Reading passage ::
— Begin —
The C code base64s the wrong buffer. namely bytesout, which is already an ASCII text:
for (i=0;i< outbuflen + final_length;i++)
{
buflen += 1;
sprintf(bytesout + (i * 2),"%02x", outbuf[i]);
}
You need to encode outbuf instead.
PS: the code cries for a serious cleanup.
Alright,
Just wanted to say thanks to everyone who commented, and answered but I did figure it out this morning, basically using
EVP_EncodeBlock(outtext, outbuf, buflen);
Is what solved it. Before I'd pass in either sizeof(outtext) or sizeof(outbuf) and that would only encode what looked like a part of the first data point (likely up to the first ',' or something). But this fixes it. I can now encrypt a string of datapoints regardless of their starting size, and decrypt it in python. I had buflen in there just to debug the amount of bytes that were being written to the bytesout char array, but it seemed to do the trick.
Cheers, everyone!
I was trying to do the same thing, and just finished doing so. I believe your question is misleading. You are not actually encoding a digest in base64. Rather, you are encoding the hexadecimal representation of a digest in base64 (as user58697 already stated in his own response). Also, as specified in Ian Abbott's comment, you're using EVP_ENCODE_CTX wrong.
— End —
Given task a ::
Please arrange every line of the object detection listing below as a JSON list of strings, one string per line, with blank lines dropped and the picture left out.

Object detection data ::
— Begin —
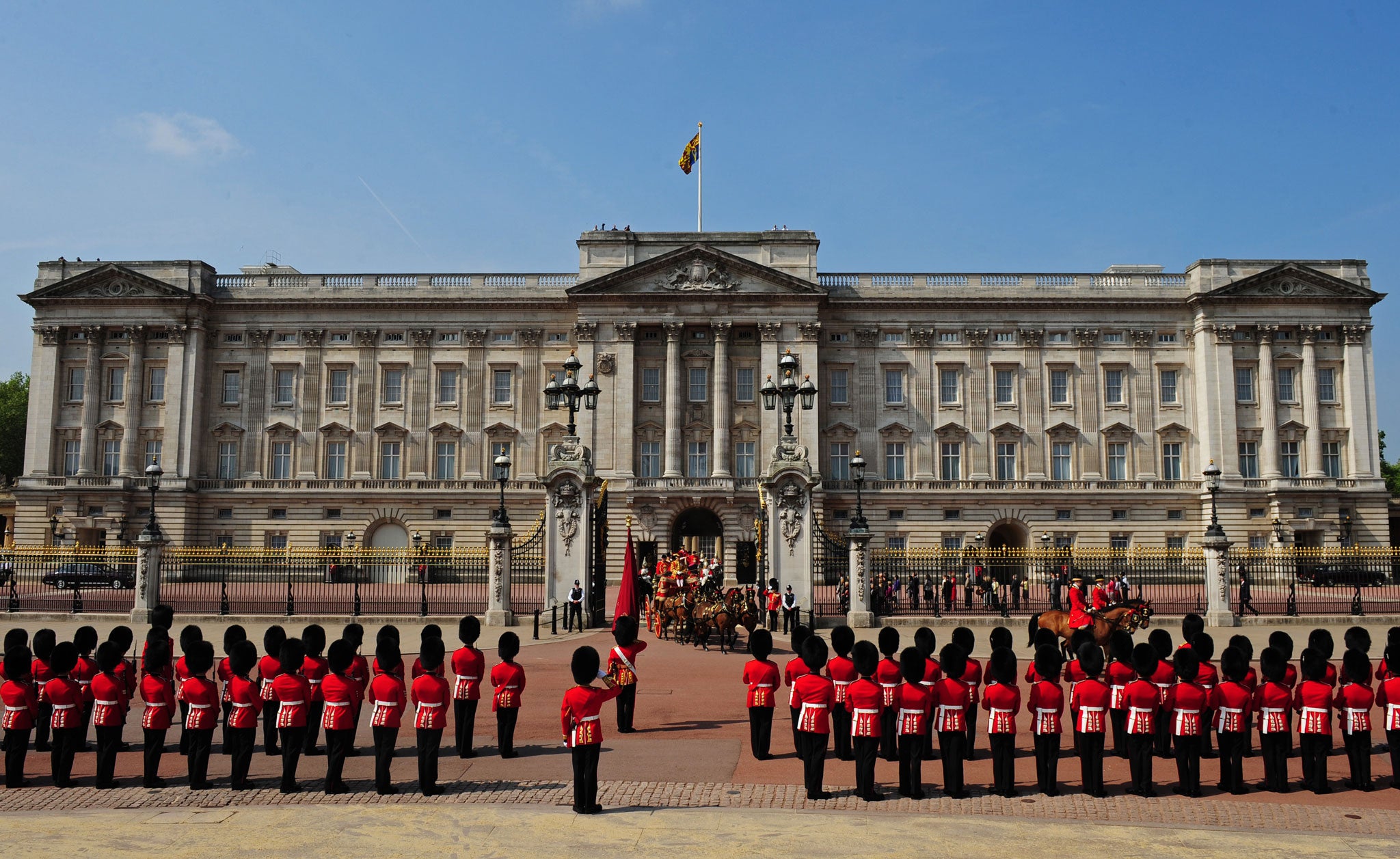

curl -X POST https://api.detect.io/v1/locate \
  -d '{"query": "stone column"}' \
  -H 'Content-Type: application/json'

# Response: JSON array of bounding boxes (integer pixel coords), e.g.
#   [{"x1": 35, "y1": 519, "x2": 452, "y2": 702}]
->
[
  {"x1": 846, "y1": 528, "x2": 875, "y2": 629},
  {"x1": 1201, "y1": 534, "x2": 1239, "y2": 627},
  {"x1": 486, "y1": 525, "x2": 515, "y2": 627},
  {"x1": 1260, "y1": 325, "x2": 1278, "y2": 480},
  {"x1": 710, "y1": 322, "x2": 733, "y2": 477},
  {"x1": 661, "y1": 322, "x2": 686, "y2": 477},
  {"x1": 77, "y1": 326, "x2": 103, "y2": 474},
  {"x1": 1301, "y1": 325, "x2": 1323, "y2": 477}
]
— End —
Given task b ::
According to the forum thread, which buffer should be encoded instead of bytesout?

Full answer a ::
[
  "curl -X POST https://api.detect.io/v1/locate \\",
  "  -d '{\"query\": \"stone column\"}' \\",
  "  -H 'Content-Type: application/json'",
  "# Response: JSON array of bounding boxes (integer pixel coords), e.g.",
  "#   [{\"x1\": 35, \"y1\": 519, \"x2\": 452, \"y2\": 702}]",
  "->",
  "[",
  "  {\"x1\": 846, \"y1\": 528, \"x2\": 875, \"y2\": 629},",
  "  {\"x1\": 1201, \"y1\": 534, \"x2\": 1239, \"y2\": 627},",
  "  {\"x1\": 486, \"y1\": 525, \"x2\": 515, \"y2\": 627},",
  "  {\"x1\": 1260, \"y1\": 325, \"x2\": 1278, \"y2\": 480},",
  "  {\"x1\": 710, \"y1\": 322, \"x2\": 733, \"y2\": 477},",
  "  {\"x1\": 661, \"y1\": 322, \"x2\": 686, \"y2\": 477},",
  "  {\"x1\": 77, \"y1\": 326, \"x2\": 103, \"y2\": 474},",
  "  {\"x1\": 1301, \"y1\": 325, \"x2\": 1323, \"y2\": 477}",
  "]"
]

Full answer b ::
outbuf